La rivolta in Siria mette radici


Il presidente siriano Bachar e-Assad ha chiamato il ministro uscente dell’agricoltura, Adel Safar, a dirigere il nuovo governo; i contestatori, dopo la sanguinosa repressione di venerdì, preparano altre manifestazioni per i prossimi giorni, per una settimana “del martirio”. Si segnala anche un’ondata di arresti in tutto il paese.
Decine di migliaia di persone hanno partecipato ieri ai funerali dei manifestanti uccisi venerdì a Douma, vicino a Damasco. “Gli otto morti di Douma sono stati sepolti. Vi sono altri tre manifestanti uccisi, ma che sono dei villaggi vicini di Arbine e Sbinah”, ha dichiarato Mazen Darwiche, direttore del Centro nazionale per l’informazione e la libera espressione, chiuso dal 2009, che era presente ai funerali. Secondo lui, “nel corso delle esequie sono stati scanditi slogan in omaggio ai martiri, per la libertà e contro la stampa ufficiale”. “Dove sono le gang?”, si poteva leggere sui cartelli che ridicolizzavano la versione ufficiale che accusa “le bande armate di avere aperto il fuoco dai tetti venerdì”.

ESERCIZIO BREVE A
Indica se ciascuna affermazione concorda con il testo sulla rivolta in Siria, rispondendo sì o no e citando tra virgolette le parole del testo che lo stabiliscono: (i) Adel Safar è il ministro uscente dell'agricoltura; (ii) dopo la repressione di venerdì i contestatori non prevedono nuove manifestazioni; (iii) tutti i manifestanti uccisi citati da Mazen Darwiche provenivano da Douma.
Le voci riportate di seguito non hanno alcun rapporto con il testo.

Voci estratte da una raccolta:

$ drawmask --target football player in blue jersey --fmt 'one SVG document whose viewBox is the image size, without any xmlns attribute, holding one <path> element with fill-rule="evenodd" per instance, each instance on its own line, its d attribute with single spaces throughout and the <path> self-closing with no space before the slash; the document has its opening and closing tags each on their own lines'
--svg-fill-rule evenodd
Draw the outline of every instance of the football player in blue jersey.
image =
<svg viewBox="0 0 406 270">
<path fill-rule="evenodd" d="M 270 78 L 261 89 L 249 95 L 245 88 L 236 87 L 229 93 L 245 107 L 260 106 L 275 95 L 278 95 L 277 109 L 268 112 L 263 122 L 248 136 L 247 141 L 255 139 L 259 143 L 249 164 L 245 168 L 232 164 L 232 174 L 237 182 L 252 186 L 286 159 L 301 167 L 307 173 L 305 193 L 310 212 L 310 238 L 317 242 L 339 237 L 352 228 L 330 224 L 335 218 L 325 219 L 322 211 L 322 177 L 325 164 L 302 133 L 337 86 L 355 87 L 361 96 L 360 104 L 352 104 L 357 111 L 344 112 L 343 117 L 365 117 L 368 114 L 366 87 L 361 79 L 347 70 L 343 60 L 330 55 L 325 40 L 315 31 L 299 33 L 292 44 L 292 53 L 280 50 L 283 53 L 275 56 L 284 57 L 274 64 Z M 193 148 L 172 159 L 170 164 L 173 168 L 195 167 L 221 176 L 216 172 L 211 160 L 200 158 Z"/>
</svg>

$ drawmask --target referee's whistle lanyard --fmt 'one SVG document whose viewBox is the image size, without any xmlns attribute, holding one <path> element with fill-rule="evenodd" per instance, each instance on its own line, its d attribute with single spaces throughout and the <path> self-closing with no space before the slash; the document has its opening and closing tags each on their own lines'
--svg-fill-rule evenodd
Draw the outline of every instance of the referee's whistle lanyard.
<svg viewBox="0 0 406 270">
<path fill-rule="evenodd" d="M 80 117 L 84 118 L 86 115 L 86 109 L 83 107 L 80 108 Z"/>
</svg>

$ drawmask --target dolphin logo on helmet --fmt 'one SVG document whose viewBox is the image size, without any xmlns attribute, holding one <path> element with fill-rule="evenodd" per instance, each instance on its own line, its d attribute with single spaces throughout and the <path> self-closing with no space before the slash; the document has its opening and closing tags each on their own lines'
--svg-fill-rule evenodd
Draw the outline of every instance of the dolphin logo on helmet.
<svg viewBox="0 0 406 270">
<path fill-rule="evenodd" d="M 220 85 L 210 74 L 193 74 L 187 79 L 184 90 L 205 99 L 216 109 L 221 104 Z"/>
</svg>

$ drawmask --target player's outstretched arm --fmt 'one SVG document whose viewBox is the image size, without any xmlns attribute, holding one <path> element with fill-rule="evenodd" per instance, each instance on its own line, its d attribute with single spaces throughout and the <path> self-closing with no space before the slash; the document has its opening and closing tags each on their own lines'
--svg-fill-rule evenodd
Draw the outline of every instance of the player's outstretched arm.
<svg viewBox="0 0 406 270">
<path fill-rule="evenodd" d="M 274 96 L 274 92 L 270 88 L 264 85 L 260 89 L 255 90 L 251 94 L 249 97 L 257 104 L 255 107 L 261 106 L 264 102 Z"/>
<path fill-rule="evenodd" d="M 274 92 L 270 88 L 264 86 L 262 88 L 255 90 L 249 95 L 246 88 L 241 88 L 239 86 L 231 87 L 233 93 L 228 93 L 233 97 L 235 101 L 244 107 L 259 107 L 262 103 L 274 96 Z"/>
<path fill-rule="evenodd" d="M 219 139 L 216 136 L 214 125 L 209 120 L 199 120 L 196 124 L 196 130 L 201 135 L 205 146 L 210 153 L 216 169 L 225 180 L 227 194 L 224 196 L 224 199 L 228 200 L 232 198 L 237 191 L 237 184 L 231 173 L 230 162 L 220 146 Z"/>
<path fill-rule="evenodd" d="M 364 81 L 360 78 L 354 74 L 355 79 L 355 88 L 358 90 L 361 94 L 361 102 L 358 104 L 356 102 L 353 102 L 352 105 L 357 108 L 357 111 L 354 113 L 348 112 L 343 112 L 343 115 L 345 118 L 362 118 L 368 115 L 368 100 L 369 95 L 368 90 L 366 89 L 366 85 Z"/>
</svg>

ESERCIZIO BREVE B
Trascrivi senza alcuna modifica le righe delle voci a partire da quella che contiene "drawmask --target player's" fino all'ultima riga delle voci, entrambe comprese.

RISPOSTA CORRETTA A
(i) Sì: "il ministro uscente dell’agricoltura, Adel Safar".
(ii) No: "preparano altre manifestazioni per i prossimi giorni".
(iii) No: "Vi sono altri tre manifestanti uccisi, ma che sono dei villaggi vicini di Arbine e Sbinah".

RISPOSTA CORRETTA B
$ drawmask --target player's outstretched arm --fmt 'one SVG document whose viewBox is the image size, without any xmlns attribute, holding one <path> element with fill-rule="evenodd" per instance, each instance on its own line, its d attribute with single spaces throughout and the <path> self-closing with no space before the slash; the document has its opening and closing tags each on their own lines'
--svg-fill-rule evenodd
Draw the outline of every instance of the player's outstretched arm.
<svg viewBox="0 0 406 270">
<path fill-rule="evenodd" d="M 274 96 L 274 92 L 270 88 L 264 85 L 260 89 L 255 90 L 251 94 L 249 97 L 257 104 L 255 107 L 261 106 L 264 102 Z"/>
<path fill-rule="evenodd" d="M 274 92 L 270 88 L 264 86 L 262 88 L 255 90 L 249 95 L 246 88 L 241 88 L 239 86 L 231 87 L 233 93 L 228 93 L 233 97 L 235 101 L 244 107 L 259 107 L 262 103 L 274 96 Z"/>
<path fill-rule="evenodd" d="M 219 139 L 216 136 L 214 125 L 209 120 L 199 120 L 196 124 L 196 130 L 201 135 L 205 146 L 210 153 L 216 169 L 225 180 L 227 194 L 224 196 L 224 199 L 228 200 L 232 198 L 237 191 L 237 184 L 231 173 L 230 162 L 220 146 Z"/>
<path fill-rule="evenodd" d="M 364 81 L 360 78 L 354 74 L 355 79 L 355 88 L 358 90 L 361 94 L 361 102 L 358 104 L 356 102 L 353 102 L 352 105 L 357 108 L 357 111 L 354 113 L 348 112 L 343 112 L 343 115 L 345 118 L 362 118 L 368 115 L 368 100 L 369 95 L 368 90 L 366 89 L 366 85 Z"/>
</svg>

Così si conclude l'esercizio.